Poche settimane fa una donna ha perso il suo bambino alla 38esima settimana di gestazione e la struttura ospedaliera ha negato l’accesso al suo compagno, il padre del bambino, senza nemmeno sottoporlo a tampone. La donna ha dovuto partorire quel figlio e vivere quella tragedia da sola. L’uomo ha scritto a CiaoLapo, la onlus che da 14 anni offre supporto alle famiglie in lutto, chiedendo aiuto. Ascolto. Compassione. Il suo dolore è stato ignorato.
La vulnerabilità è unisex
Sul sito del ministero della Salute la pagina dedicata alla depressione post partum parla solo delle mamme. E se fosse un papà a soffrirne? Non c’è nessuna indicazione. Altrove non è così: nel 2018 il governo inglese ha incluso la categoria dei new parents, neogenitori, nella rete delle persone vulnerabili delle quali si sarebbe occupato il nuovo Ministero della Solitudine, il primo in Europa. La stampa italiana ha tradotto new parents con “neomamme”. Un lapsus che ha certificato la nostra tendenza a non pensare mai ai papà. Anche quando si progettano le politiche familiari si sottovaluta il contributo che proviene dai padri e si ignora il fatto che molti di loro hanno (già) modificato la propria sfera lavorativa per occuparsi dei figli. Il rapporto dell’Ispettorato del lavoro lo indica chiaramente: nel 2019 quasi 14mila papà (il 27 per cento) hanno detto addio al proprio impiego per prendersi cura dei bambini più piccoli. Certo, sono pochi in proporzione alle 37mila mamme, ma di loro non si parla. Un altro caso di elefante nella stanza? Lorenzo Gasparrini è uno dei pochi uomini italiani che studiano e scrivono di questioni di genere. Lui gli elefanti nella stanza li vede eccome. A Tiziana Ferrario, che ha scritto Uomini, è ora di giocare senza falli! (Chiarelettere), ha raccontato che oggi di parità si parla spesso, soprattutto tra i giovani.

• [OBIETTIVO DELL'ESERCIZIO]:
Nel brano sui padri, quanti papà hanno lasciato il lavoro nel 2019 per occuparsi dei figli più piccoli, secondo il rapporto dell'Ispettorato del lavoro?

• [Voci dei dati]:
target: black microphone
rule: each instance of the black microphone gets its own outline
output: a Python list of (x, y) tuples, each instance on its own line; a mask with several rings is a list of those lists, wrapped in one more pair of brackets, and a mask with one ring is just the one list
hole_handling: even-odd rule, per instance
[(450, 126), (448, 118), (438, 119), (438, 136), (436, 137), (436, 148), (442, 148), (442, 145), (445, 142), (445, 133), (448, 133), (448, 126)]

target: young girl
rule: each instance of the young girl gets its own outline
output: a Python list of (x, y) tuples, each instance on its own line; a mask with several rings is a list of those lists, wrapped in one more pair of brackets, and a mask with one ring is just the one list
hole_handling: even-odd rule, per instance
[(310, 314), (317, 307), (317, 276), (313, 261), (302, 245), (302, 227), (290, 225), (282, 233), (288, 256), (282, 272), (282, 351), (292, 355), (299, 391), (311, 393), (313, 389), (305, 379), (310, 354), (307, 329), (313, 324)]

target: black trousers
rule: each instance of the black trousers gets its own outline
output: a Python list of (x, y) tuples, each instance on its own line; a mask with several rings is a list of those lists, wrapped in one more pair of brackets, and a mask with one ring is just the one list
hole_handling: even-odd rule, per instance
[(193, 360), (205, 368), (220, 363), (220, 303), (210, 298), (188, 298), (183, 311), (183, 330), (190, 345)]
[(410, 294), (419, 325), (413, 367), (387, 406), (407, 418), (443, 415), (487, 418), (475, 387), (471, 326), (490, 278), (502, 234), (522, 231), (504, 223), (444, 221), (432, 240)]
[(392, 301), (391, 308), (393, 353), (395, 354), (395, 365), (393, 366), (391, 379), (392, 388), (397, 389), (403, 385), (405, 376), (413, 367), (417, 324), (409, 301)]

• [RISULTATO QUI SOTTO]:
Quasi 14mila papà, pari al 27 per cento.